● **Description of the task**
Copy everything from the start of the listing down through the line containing "POLYGON ((55 128, 48", changing "even-odd" to "nonzero" and leaving all else untouched. Omit the pictures.

● **Data supplied**
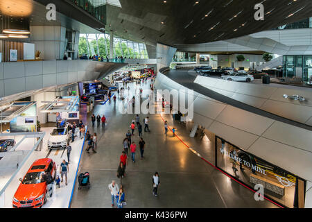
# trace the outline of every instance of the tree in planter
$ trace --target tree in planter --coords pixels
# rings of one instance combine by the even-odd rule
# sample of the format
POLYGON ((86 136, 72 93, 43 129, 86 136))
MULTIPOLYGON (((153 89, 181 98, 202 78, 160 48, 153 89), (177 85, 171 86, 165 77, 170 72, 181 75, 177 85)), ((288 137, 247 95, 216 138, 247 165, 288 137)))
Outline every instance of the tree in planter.
POLYGON ((245 61, 245 56, 243 55, 238 55, 236 56, 236 59, 237 59, 237 61, 239 61, 239 62, 243 62, 243 61, 245 61))
POLYGON ((263 60, 266 61, 266 62, 270 62, 270 60, 272 60, 272 59, 273 58, 273 55, 268 53, 265 53, 262 56, 262 58, 263 59, 263 60))

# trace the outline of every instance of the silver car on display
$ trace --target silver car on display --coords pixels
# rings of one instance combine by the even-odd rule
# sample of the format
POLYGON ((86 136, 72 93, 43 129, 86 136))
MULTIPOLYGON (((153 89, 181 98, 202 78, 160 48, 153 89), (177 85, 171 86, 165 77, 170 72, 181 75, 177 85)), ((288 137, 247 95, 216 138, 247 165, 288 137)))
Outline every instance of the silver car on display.
POLYGON ((243 81, 250 83, 254 80, 254 76, 248 74, 245 71, 234 71, 231 74, 222 76, 221 78, 229 81, 243 81))
POLYGON ((55 128, 48 139, 48 148, 65 148, 69 142, 69 134, 67 128, 55 128))

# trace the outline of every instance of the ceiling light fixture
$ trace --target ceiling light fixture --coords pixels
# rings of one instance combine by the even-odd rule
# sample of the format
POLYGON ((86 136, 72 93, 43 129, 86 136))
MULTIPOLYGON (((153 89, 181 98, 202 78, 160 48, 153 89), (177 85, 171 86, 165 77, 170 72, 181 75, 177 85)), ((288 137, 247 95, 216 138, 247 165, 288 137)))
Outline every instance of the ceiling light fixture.
POLYGON ((22 29, 3 29, 2 32, 8 34, 31 34, 29 31, 22 29))
POLYGON ((19 38, 19 39, 25 39, 28 37, 28 35, 15 35, 15 34, 10 34, 8 35, 9 37, 15 37, 15 38, 19 38))
POLYGON ((6 37, 8 37, 8 35, 0 34, 0 38, 6 38, 6 37))

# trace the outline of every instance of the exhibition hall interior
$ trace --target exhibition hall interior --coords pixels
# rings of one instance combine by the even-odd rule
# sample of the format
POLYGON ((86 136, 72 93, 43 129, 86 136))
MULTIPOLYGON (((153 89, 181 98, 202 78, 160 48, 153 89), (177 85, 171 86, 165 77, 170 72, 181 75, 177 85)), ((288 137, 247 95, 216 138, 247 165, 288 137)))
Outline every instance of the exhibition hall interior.
POLYGON ((0 128, 1 209, 311 208, 312 1, 0 0, 0 128))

● **Result of the task**
# trace the outline of every instance of the tree in planter
$ trace --target tree in planter --coords pixels
# rings of one instance combine by the nonzero rule
# sample of the format
POLYGON ((86 136, 72 93, 43 129, 86 136))
MULTIPOLYGON (((153 89, 181 98, 202 78, 160 48, 153 89), (177 85, 171 86, 165 77, 170 72, 181 75, 177 85)), ((288 137, 247 95, 216 138, 247 165, 288 137)))
Outline every instance of the tree in planter.
POLYGON ((245 61, 245 56, 243 55, 238 55, 236 56, 236 59, 237 59, 237 61, 239 61, 239 62, 243 62, 243 61, 245 61))
POLYGON ((263 60, 266 61, 266 62, 270 62, 270 60, 272 60, 272 59, 273 58, 273 55, 268 53, 265 53, 262 56, 262 58, 263 59, 263 60))

# trace the outline of every instance of the silver car on display
$ trace --target silver car on display --coords pixels
# rings of one instance combine by the nonzero rule
# sample of the format
POLYGON ((86 136, 72 93, 43 129, 86 136))
MULTIPOLYGON (((153 89, 181 98, 202 78, 160 48, 153 89), (177 85, 171 86, 165 77, 170 72, 181 75, 177 85)), ((288 137, 247 95, 216 138, 247 165, 288 137)))
Outline every instance of the silver car on display.
POLYGON ((243 81, 250 83, 254 80, 254 76, 248 74, 245 71, 234 71, 231 74, 222 76, 221 78, 229 81, 243 81))
POLYGON ((55 128, 48 139, 48 148, 65 148, 69 142, 69 134, 67 128, 55 128))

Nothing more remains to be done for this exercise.